___ WORKING DATA

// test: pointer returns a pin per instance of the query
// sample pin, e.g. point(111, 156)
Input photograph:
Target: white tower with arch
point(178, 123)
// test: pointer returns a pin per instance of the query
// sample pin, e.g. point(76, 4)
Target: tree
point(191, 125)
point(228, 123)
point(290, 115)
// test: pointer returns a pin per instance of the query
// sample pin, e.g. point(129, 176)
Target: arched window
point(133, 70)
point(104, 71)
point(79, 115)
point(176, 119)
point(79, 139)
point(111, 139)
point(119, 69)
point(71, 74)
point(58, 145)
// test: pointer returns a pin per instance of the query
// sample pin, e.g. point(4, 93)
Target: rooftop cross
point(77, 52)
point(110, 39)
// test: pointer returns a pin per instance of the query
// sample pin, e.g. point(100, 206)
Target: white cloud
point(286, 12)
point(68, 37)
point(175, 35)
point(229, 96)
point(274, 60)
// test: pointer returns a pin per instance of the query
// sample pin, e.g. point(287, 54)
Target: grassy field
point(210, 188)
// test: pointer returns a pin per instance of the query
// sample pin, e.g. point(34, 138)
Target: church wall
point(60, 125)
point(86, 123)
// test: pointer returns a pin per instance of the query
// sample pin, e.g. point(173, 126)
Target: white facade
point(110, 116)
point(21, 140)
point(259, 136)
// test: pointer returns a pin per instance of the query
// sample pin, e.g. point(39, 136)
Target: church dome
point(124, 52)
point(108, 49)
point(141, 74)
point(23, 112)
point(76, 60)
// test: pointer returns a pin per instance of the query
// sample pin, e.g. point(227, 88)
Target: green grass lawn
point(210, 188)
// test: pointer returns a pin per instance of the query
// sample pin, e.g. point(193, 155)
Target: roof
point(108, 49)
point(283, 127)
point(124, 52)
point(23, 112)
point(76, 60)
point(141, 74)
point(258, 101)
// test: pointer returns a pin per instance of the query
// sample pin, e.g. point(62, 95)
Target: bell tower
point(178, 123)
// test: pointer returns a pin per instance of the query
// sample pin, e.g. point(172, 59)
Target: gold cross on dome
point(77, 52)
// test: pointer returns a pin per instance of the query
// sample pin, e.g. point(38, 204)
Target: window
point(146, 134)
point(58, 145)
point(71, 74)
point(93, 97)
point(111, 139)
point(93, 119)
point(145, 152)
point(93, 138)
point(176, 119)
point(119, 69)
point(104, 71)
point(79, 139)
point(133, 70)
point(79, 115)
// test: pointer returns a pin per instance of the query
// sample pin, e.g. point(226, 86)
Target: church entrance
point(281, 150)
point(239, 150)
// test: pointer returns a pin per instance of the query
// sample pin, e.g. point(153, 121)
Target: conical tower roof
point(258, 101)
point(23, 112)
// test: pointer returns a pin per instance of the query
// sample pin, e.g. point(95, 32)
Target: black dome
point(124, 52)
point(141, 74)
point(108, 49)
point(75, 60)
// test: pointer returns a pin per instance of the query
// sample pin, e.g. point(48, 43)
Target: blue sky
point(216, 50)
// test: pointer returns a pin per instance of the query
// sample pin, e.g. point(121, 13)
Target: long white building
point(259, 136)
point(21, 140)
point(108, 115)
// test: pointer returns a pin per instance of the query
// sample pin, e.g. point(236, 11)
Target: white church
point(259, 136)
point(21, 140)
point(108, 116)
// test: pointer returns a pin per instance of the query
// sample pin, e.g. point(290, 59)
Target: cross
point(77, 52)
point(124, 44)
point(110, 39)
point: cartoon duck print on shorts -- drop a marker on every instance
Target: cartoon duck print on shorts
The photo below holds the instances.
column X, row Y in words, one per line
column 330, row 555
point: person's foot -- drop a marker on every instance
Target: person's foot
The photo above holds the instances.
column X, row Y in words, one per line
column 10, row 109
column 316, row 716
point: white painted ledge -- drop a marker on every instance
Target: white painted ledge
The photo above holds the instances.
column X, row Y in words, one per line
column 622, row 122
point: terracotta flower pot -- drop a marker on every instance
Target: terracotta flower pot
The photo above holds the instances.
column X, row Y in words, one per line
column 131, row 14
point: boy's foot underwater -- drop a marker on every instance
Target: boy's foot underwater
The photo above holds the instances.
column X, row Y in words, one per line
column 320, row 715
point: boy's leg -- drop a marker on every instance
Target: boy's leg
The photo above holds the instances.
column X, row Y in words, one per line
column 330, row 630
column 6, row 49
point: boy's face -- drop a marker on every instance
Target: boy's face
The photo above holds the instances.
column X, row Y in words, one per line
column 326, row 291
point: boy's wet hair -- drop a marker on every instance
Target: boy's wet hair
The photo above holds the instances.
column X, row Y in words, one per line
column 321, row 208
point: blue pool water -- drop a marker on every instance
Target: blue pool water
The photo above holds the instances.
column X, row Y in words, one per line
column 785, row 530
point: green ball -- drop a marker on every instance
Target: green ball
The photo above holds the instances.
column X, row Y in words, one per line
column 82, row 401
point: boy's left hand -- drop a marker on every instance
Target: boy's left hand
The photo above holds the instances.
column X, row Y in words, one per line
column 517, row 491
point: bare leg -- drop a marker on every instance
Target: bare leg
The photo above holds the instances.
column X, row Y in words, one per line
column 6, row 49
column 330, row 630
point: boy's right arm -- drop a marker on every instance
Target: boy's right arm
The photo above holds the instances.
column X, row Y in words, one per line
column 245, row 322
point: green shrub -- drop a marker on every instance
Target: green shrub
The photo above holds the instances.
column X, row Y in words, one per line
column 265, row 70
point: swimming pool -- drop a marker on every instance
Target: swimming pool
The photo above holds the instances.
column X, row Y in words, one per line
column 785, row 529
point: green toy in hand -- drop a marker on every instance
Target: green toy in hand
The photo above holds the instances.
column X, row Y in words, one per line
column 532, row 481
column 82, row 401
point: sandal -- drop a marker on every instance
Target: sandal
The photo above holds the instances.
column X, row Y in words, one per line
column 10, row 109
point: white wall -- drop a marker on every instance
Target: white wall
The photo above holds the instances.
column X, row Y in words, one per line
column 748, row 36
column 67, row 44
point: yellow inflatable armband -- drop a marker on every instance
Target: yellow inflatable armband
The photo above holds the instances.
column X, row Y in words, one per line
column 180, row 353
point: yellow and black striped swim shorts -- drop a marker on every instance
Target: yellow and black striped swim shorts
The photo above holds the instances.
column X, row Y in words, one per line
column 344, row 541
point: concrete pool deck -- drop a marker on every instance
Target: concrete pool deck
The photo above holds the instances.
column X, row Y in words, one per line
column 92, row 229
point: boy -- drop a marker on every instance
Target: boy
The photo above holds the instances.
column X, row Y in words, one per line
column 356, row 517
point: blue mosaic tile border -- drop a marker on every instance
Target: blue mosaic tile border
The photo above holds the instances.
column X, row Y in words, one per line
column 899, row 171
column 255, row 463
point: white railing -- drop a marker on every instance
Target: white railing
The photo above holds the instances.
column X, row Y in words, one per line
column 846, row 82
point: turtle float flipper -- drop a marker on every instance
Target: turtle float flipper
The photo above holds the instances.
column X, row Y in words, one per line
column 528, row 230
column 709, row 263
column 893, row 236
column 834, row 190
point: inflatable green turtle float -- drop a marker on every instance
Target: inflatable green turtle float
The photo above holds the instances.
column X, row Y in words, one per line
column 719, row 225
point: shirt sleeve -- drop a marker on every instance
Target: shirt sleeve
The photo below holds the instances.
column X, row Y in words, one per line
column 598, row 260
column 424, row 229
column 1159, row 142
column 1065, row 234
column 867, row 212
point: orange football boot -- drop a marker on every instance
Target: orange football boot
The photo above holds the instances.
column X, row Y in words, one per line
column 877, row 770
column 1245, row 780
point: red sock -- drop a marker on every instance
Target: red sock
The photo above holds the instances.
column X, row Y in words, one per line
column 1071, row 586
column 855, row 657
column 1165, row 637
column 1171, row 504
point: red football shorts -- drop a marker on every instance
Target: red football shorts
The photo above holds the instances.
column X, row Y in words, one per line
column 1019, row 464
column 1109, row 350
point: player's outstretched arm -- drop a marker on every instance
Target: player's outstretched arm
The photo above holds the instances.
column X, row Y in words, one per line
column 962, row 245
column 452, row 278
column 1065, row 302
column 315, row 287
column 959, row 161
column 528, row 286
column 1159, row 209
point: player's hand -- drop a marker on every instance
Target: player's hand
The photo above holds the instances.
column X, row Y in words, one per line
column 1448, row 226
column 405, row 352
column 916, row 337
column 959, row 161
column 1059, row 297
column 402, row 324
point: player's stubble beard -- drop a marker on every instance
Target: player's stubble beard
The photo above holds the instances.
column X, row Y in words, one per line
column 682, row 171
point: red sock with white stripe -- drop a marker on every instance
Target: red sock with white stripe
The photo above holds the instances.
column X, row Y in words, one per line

______

:: THE PROBLEM ::
Write out once more the lines above beginning at the line with "point: inflatable green"; continue through the final line and stop there.

:: WRITTEN RESPONSE ::
point: inflatable green turtle float -- drop a marker on every instance
Target: inflatable green turtle float
The photo above holds the instances.
column X, row Y in words, one per line
column 719, row 225
point: shirt sleeve -- drop a marker on every instance
Target: shirt sleeve
The photo below holds the instances.
column X, row Y in words, one per line
column 598, row 260
column 424, row 229
column 1159, row 142
column 1065, row 234
column 867, row 212
point: orange football boot -- drop a marker on every instance
Target: orange football boot
The photo above holds the instances.
column X, row Y in words, one per line
column 877, row 770
column 1245, row 780
point: red sock -- drop a marker on every instance
Target: red sock
The photo above holds the instances.
column X, row Y in words, one per line
column 1071, row 586
column 855, row 657
column 1165, row 637
column 1171, row 504
point: red football shorts -- drop a marker on every instance
Target: red football shorts
The photo above holds the instances.
column X, row Y in words, one per line
column 1019, row 464
column 1109, row 350
point: player's outstretched arm -- drop a marker on every instance
Target: player's outstretched arm
The photo above holds the instances.
column X, row Y in words, one per line
column 962, row 245
column 452, row 278
column 1065, row 302
column 315, row 287
column 959, row 161
column 528, row 286
column 1159, row 209
point: player's hand -- drop a marker on every instance
Target: player's hand
The photo above holds the instances.
column X, row Y in words, one per line
column 1448, row 226
column 405, row 352
column 916, row 337
column 959, row 161
column 1059, row 297
column 402, row 324
point: player's stubble beard -- drop a marker on every instance
Target: player's stubble beard
The photo above holds the instances.
column X, row Y in words, one per line
column 682, row 171
point: red sock with white stripe -- drop a marker on every instance
Target: red sock with white stripe
The photo above holds the instances.
column X, row Y in words, one per line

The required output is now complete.